Work instructions: With nothing added and nothing dropped, copy the entire listing.

Entries provided:
◇ ◇ ◇

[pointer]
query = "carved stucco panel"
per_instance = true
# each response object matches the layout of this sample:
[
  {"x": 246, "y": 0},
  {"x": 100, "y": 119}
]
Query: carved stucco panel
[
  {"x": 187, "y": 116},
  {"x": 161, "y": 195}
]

◇ ◇ ◇

Expected answer:
[pointer]
query = "carved stucco panel"
per_instance = true
# each response object matches the layout of this sample:
[
  {"x": 246, "y": 0},
  {"x": 100, "y": 119}
]
Query: carved stucco panel
[
  {"x": 187, "y": 116},
  {"x": 161, "y": 195}
]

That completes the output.